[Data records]
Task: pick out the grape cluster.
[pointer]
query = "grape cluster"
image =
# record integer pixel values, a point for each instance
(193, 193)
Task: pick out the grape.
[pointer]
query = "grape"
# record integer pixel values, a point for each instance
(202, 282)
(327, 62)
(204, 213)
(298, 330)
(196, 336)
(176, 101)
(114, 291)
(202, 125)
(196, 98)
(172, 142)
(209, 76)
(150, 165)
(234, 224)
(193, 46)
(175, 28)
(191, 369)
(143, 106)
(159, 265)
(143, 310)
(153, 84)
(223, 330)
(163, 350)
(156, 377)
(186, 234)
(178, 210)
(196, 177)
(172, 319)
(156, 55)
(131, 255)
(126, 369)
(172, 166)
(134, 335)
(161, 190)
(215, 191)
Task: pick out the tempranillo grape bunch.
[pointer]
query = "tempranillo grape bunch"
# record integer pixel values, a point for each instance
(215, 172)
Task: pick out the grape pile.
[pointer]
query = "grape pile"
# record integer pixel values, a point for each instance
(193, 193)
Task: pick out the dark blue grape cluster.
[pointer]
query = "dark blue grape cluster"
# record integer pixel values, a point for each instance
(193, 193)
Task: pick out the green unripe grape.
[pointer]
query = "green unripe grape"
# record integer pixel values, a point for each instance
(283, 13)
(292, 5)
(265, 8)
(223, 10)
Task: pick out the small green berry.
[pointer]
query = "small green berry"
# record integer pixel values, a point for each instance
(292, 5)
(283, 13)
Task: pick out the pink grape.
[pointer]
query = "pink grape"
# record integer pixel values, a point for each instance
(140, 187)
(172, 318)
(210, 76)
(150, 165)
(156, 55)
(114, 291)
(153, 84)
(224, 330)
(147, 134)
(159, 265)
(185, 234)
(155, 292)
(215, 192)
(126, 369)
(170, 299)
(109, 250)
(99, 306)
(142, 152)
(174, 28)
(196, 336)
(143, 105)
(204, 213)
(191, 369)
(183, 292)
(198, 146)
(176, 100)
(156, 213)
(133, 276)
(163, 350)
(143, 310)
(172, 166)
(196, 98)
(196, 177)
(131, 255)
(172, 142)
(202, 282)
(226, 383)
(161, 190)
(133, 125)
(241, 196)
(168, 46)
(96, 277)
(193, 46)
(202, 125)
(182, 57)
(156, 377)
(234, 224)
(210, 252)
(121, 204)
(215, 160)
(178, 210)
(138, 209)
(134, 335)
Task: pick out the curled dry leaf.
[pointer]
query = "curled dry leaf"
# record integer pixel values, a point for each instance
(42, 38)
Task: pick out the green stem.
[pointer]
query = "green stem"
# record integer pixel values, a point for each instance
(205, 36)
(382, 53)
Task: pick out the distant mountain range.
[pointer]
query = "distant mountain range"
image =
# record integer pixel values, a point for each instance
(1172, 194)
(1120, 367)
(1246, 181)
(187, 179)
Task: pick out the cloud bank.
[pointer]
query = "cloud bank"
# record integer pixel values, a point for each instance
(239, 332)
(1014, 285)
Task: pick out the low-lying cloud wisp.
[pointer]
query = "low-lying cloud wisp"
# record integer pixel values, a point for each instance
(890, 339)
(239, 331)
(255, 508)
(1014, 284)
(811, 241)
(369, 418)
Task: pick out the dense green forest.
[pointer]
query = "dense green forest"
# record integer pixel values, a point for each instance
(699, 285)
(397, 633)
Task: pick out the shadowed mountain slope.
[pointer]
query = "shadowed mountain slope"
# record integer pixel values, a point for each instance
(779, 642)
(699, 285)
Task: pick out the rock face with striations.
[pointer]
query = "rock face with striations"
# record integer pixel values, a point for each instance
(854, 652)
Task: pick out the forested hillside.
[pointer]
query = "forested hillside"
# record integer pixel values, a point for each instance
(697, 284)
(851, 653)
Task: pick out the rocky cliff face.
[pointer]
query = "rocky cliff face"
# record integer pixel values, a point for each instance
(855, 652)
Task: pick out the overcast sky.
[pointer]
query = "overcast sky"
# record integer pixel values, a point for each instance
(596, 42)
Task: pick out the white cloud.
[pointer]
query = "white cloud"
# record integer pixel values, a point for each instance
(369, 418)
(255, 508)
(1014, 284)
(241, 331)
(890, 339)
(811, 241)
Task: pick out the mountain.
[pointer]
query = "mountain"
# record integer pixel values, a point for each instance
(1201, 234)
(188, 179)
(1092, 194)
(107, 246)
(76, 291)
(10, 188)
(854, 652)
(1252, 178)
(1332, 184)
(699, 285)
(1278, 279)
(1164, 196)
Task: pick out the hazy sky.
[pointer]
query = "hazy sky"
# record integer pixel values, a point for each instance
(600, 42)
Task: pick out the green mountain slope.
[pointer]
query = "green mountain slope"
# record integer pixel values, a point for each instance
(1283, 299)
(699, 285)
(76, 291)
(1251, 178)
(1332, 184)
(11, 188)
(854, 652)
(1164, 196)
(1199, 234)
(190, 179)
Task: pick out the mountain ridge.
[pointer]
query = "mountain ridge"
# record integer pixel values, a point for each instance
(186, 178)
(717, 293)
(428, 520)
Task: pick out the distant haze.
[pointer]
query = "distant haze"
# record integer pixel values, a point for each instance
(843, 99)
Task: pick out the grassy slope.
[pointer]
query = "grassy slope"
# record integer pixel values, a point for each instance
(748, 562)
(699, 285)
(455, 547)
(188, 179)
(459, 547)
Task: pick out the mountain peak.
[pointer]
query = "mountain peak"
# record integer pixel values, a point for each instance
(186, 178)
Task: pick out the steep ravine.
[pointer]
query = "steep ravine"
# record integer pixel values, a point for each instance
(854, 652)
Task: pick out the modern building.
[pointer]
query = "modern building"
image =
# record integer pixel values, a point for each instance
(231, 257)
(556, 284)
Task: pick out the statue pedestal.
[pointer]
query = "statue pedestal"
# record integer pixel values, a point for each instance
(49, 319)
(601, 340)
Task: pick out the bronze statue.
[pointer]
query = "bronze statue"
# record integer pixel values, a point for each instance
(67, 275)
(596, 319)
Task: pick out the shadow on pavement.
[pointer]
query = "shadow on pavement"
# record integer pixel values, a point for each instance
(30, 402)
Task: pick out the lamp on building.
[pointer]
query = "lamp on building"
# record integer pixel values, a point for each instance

[Short problem]: Copy out all the entries shown above, character for character.

[Result for this task]:
Task: pick out the grape cluster.
[pointer]
query = "grape cluster"
image =
# record integer pixel values, a point for each instance
(193, 193)
Task: pick out the grape.
[pointer]
query = "grape"
# record integer pixel values, a point for each instance
(202, 282)
(327, 62)
(204, 213)
(298, 330)
(196, 336)
(176, 101)
(114, 291)
(202, 125)
(196, 98)
(172, 142)
(209, 76)
(150, 165)
(234, 224)
(193, 46)
(175, 28)
(191, 369)
(143, 106)
(159, 265)
(143, 310)
(153, 84)
(223, 330)
(163, 350)
(156, 377)
(186, 234)
(178, 210)
(196, 177)
(172, 319)
(156, 55)
(131, 255)
(126, 369)
(172, 166)
(134, 335)
(161, 190)
(215, 191)
Task: pick out the tempranillo grape bunch.
[pointer]
query = "tempranillo grape bunch"
# record integer pixel values, a point for each instance
(215, 172)
Task: pick out the grape pile.
[pointer]
query = "grape pile"
# record integer pixel values, a point for each instance
(193, 193)
Task: pick out the dark blue grape cluster.
[pointer]
query = "dark blue grape cluster"
# record integer pixel values, a point for each instance
(193, 193)
Task: pick out the green unripe grape.
[pointer]
query = "green unripe grape"
# record integer pixel values, a point for each instance
(283, 13)
(292, 5)
(265, 8)
(223, 10)
Task: pick out the small green berry.
[pointer]
query = "small green berry"
# record integer pixel values, a point for each instance
(292, 5)
(283, 13)
Task: pick out the pink grape.
[pointer]
query = "pink grape"
# record integer pixel values, a point for each instance
(140, 187)
(172, 318)
(210, 76)
(150, 165)
(156, 55)
(114, 291)
(153, 84)
(224, 330)
(147, 134)
(159, 265)
(185, 234)
(155, 292)
(215, 192)
(126, 369)
(170, 299)
(109, 250)
(99, 306)
(142, 152)
(174, 28)
(196, 336)
(143, 105)
(204, 213)
(191, 369)
(183, 292)
(198, 146)
(176, 100)
(156, 213)
(133, 276)
(163, 350)
(143, 310)
(172, 166)
(196, 98)
(196, 177)
(131, 255)
(172, 142)
(202, 282)
(226, 383)
(161, 190)
(133, 125)
(241, 196)
(168, 46)
(96, 277)
(193, 46)
(202, 125)
(182, 57)
(156, 377)
(234, 224)
(210, 252)
(121, 204)
(215, 160)
(178, 210)
(138, 209)
(134, 335)
Task: pick out the curled dry leaf.
[pointer]
query = "curled dry leaf"
# record integer pixel values, a point for each instance
(42, 38)
Task: pick out the green stem.
[pointer]
query = "green stem"
# record integer pixel values, a point for each instance
(205, 36)
(382, 53)
Task: pick out the distant mountain range.
[pointer]
query = "distant mountain range"
image =
# record integer pixel values, a point for each instance
(1172, 194)
(1120, 367)
(1246, 181)
(187, 179)
Task: pick out the cloud bank.
[pointer]
query = "cloud bank"
# record integer pixel values, a point for each instance
(239, 332)
(1014, 285)
Task: pick out the low-lying cloud wisp.
[pointer]
query = "low-lying cloud wisp"
# record integer pixel values, a point for each instance
(890, 339)
(239, 331)
(255, 508)
(1014, 284)
(811, 241)
(369, 418)
Task: pick out the dense green forest.
[pointer]
query = "dense green forest"
# record integer pixel values, a point for each instance
(699, 285)
(397, 633)
Task: pick out the shadowed mountain slope.
[pointer]
query = "shadowed mountain slope"
# record integer pixel values, a point for each instance
(779, 642)
(699, 285)
Task: pick out the rock face with striations.
[pointer]
query = "rock face with striations"
# record integer pixel values, a point for each instance
(854, 652)
Task: pick out the forested hillside.
[pointer]
query = "forested hillside"
# record integer pixel values, a point for each instance
(697, 284)
(851, 653)
Task: pick out the rocky cliff face.
[pointer]
query = "rocky cliff face"
# record integer pixel values, a point for each instance
(855, 652)
Task: pick out the overcast sky.
[pointer]
query = "overcast sky"
# record integer pixel values, a point for each instance
(596, 42)
Task: pick out the white cloud.
[pointer]
query = "white cloud"
# record integer pixel values, a point for each instance
(369, 418)
(255, 508)
(1014, 284)
(241, 331)
(890, 339)
(811, 241)
Task: pick out the mountain.
[pointer]
query = "mountain"
# record integer pixel values, a point for each instance
(1201, 234)
(188, 179)
(1092, 194)
(107, 246)
(76, 291)
(10, 188)
(854, 652)
(1252, 178)
(1332, 184)
(699, 285)
(1278, 279)
(1164, 196)
Task: pick out the hazy sky.
[pointer]
query = "hazy sky"
# record integer pixel values, a point for each instance
(600, 42)
Task: pick out the green mountain slope.
[pointer]
query = "green mountain slope"
# record integer pixel values, a point for each instance
(1283, 299)
(699, 285)
(76, 291)
(1251, 178)
(1332, 184)
(11, 188)
(854, 652)
(1164, 196)
(1199, 234)
(190, 179)
Task: pick out the mountain ridge.
[pointer]
query = "mountain ridge"
# record integer pixel values, a point for each instance
(186, 178)
(717, 293)
(428, 520)
Task: pick out the distant haze.
[pointer]
query = "distant haze"
# record integer pixel values, a point for each instance
(843, 99)
Task: pick out the grassy slope.
[pointer]
query = "grassy slope"
# record integer pixel values, a point for each instance
(748, 562)
(699, 285)
(455, 547)
(188, 179)
(459, 547)
Task: pick out the mountain peak.
[pointer]
query = "mountain peak"
# record integer pixel values, a point for each instance
(186, 178)
Task: pick out the steep ravine.
[pointer]
query = "steep ravine"
# record integer pixel values, a point for each instance
(854, 652)
Task: pick out the modern building.
[pointer]
query = "modern building"
image =
# record integer pixel values, a point for each instance
(231, 257)
(556, 284)
Task: pick out the statue pedestal.
[pointer]
query = "statue pedestal"
# record integer pixel values, a point for each instance
(49, 319)
(601, 340)
Task: pick out the bronze statue.
[pointer]
query = "bronze statue"
# record integer pixel values, a point for each instance
(67, 275)
(596, 319)
Task: pick out the shadow on pavement.
[pointer]
query = "shadow on pavement"
# record integer pixel values, a point for each instance
(30, 402)
Task: pick out the lamp on building.
[pointer]
query = "lamp on building"
# record integer pixel values, a point for each instance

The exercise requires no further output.